__SELECTED EXCERPT__:
Jess: Oh, 100%. And I think if I had known the effort and energy required to get Fox and Hare to where it is now, I'm also not sure that we maybe would have done it. In all seriousness, it was a huge learning curve, but you're right. Tobe able to look at things and really stress test. Why, why are we doing things like that? Why does it need to be done like that? Is there a better way? is very invaluable. And obviously we had advisors as mentors in our very early days.


Jess: And we had all of our strategies checked and cross checks from a compliance perspective. So we were really able to pick up, our knowledge gap quite quickly. But yeah, we, we come at things from a very different angle and I think that that's because A)we're from a corporate background and B, because we don't have the shackles of these ingrained beliefs and ways to do things that perhaps some other people have who've been giving advice for a long time.


Kate: And do you think as you were going about setting up your business because you weren't advisors, was that possibly easier to do on the side? Cause I know a lot of times advisors have non-competes and they've got a lot of ties to organizations. And so they find themselves in a position where they almost have to leave before they can begin the process of starting a business.

__ENTRIES__:
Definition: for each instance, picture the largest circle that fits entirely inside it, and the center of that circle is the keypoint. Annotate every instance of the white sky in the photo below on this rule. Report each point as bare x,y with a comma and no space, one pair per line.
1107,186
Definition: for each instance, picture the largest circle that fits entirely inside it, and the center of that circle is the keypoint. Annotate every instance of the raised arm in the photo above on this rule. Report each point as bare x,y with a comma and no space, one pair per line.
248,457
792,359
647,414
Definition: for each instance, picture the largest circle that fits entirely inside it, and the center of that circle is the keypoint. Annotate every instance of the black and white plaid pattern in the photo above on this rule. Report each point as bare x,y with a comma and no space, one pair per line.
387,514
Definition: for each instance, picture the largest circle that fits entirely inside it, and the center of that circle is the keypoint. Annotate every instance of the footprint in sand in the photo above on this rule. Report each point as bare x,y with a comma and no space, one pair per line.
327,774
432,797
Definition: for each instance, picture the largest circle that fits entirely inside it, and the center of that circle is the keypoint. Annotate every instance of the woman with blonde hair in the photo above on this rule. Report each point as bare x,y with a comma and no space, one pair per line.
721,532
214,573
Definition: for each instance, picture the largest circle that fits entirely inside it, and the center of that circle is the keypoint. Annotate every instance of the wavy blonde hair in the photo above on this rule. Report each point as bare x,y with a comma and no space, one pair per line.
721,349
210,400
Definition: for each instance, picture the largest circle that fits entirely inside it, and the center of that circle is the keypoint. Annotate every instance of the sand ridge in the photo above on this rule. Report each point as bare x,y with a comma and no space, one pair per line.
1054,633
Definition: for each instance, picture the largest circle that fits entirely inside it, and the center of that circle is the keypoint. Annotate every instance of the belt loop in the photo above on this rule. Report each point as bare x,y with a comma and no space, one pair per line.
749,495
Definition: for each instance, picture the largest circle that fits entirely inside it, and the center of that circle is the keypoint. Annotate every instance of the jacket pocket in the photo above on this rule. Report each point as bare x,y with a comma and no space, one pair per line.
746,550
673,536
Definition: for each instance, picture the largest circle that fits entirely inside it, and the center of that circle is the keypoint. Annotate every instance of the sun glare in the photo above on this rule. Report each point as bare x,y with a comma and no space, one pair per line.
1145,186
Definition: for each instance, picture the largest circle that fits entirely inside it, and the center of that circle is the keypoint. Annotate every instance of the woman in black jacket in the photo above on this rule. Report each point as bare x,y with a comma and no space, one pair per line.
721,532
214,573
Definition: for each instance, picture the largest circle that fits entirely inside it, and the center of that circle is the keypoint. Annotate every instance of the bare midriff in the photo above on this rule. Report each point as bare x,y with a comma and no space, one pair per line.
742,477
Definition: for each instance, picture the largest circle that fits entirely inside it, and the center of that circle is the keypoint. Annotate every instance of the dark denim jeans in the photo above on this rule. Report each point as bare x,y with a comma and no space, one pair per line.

__JOBS__:
1. In the conversation excerpt, which questions does Jess say are worth asking when stress testing how things are done?
2. Extract every line of the listing that contains the string "hair"; case counts.
The listing has no connection to the conversation excerpt.

__FINAL ANSWERS__:
1.
- "Why, why are we doing things like that?"
- "Why does it need to be done like that?"
- "Is there a better way?"

2.
Definition: for each instance, picture the largest circle that fits entirely inside it, and the center of that circle is the keypoint. Annotate every instance of the woman with blonde hair in the photo above on this rule. Report each point as bare x,y with a comma and no space, one pair per line.
Definition: for each instance, picture the largest circle that fits entirely inside it, and the center of that circle is the keypoint. Annotate every instance of the wavy blonde hair in the photo above on this rule. Report each point as bare x,y with a comma and no space, one pair per line.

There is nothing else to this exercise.